→ **Task list**
**1)** Return the section of the post about the stranger-awareness book that runs from "Never Say Yes" to "get ice cream.", copied word for word.
**2)** Collect every line in the entries that contains the string "ceiling", treating uppercase and lowercase as different.

→ **Source text**
Never Say Yes To A Stranger

I plucked this from a youth non fiction collection of a small library.  Was ready to toss just because its old, but the content starting creeping me out and I kept thinking this was a bit too graphic and scary for youth.   This book is filled with kidnapping scenarios that would scare the wits out of anyone.  I like the idea of stranger awareness but this one is just too much.  Using photos, the author illustrates an actual abduction and resolution.  Very detailed.  Keep in mind I have only included about half the number of pictures, but you will get the drift of the story.

Young Hillary is walking home from a playdate when this man drives up and offers ice cream.

Hillary, of course,  gets in the car and the they go off to the man’s house to get ice cream.

Hillary has now figured out that this isn’t going well.

Luckily, even though she was locked in a room, there was a telephone:

Few more pages detail Hillary’s parents looking for her, brother depressed about his sister, and the police tracing the phone number to the address.

Remember,  I only scanned a few pages this particular scenario went on for about 18 pages and then had a list of all of Hillary’s mistakes in going off with the stranger.  There are about a dozen more scenarios with a similar theme and ice cream is usually the “weapon” of choice.  Not really sure what to think.  Does this type of material really work in thwarting kidnapping or creating awareness about strangers?

→ **Exercise input**

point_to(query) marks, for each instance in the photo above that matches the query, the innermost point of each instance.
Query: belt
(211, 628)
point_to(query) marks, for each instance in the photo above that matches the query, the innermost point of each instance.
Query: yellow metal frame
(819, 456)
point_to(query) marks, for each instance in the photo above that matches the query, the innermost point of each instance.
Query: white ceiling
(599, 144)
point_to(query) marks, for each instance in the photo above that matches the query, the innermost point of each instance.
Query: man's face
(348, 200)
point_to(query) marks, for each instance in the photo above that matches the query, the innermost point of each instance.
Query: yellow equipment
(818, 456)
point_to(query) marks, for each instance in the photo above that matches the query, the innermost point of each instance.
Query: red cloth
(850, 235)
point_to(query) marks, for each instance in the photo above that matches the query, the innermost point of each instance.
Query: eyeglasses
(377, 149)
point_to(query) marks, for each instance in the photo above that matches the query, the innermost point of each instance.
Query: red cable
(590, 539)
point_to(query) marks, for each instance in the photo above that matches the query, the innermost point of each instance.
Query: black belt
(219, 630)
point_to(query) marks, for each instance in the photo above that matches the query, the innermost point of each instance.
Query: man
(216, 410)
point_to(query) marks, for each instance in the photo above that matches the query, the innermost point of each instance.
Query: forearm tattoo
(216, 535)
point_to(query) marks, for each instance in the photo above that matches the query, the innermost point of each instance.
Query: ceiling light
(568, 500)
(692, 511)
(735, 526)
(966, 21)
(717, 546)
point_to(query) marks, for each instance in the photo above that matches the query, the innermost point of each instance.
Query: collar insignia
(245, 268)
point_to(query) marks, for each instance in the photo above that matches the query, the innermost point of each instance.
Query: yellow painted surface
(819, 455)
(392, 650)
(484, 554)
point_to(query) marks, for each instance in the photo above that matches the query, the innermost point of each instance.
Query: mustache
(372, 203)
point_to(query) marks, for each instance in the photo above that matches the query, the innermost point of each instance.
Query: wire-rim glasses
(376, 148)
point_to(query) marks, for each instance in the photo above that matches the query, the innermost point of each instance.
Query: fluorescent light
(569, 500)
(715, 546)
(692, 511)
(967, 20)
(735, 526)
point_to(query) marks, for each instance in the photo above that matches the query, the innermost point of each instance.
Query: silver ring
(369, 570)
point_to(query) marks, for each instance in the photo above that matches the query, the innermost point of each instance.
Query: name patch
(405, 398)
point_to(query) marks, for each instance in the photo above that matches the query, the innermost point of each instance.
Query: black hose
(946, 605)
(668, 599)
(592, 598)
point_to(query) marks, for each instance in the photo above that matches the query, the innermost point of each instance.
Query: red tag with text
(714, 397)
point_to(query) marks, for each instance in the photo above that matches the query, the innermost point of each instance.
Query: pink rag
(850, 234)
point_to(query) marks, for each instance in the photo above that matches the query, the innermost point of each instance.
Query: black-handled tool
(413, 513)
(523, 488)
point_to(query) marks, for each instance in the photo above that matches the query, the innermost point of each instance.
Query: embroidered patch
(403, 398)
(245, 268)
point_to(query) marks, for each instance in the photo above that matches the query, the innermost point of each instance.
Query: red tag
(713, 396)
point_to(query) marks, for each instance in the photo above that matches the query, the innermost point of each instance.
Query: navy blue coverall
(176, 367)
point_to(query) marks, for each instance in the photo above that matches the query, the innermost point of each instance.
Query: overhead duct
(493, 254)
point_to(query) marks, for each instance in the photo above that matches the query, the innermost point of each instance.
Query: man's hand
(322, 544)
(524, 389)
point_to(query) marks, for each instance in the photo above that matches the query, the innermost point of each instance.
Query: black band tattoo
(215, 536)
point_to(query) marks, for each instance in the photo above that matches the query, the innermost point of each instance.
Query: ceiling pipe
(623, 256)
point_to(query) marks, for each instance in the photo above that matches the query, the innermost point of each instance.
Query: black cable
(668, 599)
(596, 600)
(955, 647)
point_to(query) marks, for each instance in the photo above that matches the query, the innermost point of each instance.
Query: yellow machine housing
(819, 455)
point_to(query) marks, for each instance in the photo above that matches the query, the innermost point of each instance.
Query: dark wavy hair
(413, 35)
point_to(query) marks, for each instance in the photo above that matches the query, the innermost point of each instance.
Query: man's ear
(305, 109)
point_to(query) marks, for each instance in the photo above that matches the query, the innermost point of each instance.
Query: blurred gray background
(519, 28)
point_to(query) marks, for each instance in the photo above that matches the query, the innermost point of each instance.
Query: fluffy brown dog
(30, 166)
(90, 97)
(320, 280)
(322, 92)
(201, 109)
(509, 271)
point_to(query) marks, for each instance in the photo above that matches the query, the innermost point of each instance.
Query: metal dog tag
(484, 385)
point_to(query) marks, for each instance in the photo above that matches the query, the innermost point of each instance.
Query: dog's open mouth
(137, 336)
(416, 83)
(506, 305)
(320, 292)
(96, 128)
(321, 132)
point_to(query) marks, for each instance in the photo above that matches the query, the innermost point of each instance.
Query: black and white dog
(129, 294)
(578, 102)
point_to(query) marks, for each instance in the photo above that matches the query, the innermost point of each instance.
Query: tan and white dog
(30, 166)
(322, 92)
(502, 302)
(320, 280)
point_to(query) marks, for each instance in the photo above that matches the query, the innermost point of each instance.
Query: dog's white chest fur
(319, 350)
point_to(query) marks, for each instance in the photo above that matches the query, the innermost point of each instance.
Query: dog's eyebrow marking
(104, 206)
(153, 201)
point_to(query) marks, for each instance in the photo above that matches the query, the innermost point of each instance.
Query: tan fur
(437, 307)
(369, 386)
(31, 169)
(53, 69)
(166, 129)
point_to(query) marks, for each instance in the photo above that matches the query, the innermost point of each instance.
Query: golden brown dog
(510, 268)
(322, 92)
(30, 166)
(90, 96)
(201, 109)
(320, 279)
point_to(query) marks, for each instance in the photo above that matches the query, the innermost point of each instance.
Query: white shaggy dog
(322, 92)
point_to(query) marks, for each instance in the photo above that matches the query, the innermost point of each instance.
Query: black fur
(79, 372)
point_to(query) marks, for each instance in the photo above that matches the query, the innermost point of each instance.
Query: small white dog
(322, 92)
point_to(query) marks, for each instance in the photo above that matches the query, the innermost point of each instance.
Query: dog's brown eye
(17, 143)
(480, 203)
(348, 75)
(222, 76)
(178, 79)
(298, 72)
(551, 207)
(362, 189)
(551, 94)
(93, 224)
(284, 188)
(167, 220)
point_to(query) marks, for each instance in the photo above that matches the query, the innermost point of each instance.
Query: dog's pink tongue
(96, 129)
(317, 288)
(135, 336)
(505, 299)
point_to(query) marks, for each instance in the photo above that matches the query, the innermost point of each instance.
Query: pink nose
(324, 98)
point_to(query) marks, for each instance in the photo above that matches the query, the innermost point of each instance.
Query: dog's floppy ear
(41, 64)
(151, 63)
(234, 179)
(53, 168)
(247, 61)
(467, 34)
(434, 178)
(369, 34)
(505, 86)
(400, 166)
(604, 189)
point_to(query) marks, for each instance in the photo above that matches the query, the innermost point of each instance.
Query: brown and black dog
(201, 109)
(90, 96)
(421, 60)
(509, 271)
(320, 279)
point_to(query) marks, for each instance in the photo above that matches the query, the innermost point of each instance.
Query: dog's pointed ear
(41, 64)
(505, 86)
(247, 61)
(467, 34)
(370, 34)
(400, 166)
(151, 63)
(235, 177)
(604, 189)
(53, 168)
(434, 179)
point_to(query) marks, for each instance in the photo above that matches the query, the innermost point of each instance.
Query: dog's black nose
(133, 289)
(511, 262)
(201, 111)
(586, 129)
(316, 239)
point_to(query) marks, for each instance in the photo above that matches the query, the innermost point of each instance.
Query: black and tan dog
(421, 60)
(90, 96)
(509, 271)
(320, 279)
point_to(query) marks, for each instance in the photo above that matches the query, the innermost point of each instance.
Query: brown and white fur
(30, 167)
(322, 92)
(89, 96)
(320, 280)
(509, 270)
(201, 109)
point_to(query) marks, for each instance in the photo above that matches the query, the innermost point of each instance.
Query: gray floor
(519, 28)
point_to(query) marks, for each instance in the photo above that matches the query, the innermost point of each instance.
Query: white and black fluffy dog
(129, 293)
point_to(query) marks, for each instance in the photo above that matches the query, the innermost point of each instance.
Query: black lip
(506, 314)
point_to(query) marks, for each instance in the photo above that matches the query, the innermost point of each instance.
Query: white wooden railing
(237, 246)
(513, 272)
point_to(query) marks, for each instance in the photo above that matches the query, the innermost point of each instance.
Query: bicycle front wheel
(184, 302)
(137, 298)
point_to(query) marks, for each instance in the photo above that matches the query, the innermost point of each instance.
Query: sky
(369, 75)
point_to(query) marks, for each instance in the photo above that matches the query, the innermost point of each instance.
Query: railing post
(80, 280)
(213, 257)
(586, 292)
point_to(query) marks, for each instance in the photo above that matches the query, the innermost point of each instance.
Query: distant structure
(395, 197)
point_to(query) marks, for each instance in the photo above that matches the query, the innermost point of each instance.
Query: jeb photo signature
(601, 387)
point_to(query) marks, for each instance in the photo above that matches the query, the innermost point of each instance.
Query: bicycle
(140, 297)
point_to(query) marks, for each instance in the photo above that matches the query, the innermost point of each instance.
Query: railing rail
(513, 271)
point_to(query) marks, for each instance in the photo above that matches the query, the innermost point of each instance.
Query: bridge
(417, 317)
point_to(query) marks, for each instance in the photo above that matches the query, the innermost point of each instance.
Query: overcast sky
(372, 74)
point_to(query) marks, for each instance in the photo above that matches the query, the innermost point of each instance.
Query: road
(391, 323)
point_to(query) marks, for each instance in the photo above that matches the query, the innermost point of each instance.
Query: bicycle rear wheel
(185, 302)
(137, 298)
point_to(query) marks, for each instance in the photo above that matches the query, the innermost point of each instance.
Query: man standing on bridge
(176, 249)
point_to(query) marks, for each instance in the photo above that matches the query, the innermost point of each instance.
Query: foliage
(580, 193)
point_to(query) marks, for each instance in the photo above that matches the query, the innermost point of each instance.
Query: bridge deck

→ **Task-by-task outputs**
**1)**
Never Say Yes To A Stranger

I plucked this from a youth non fiction collection of a small library.  Was ready to toss just because its old, but the content starting creeping me out and I kept thinking this was a bit too graphic and scary for youth.   This book is filled with kidnapping scenarios that would scare the wits out of anyone.  I like the idea of stranger awareness but this one is just too much.  Using photos, the author illustrates an actual abduction and resolution.  Very detailed.  Keep in mind I have only included about half the number of pictures, but you will get the drift of the story.

Young Hillary is walking home from a playdate when this man drives up and offers ice cream.

Hillary, of course,  gets in the car and the they go off to the man’s house to get ice cream.

**2)**
Query: white ceiling
Query: ceiling light
Query: ceiling pipe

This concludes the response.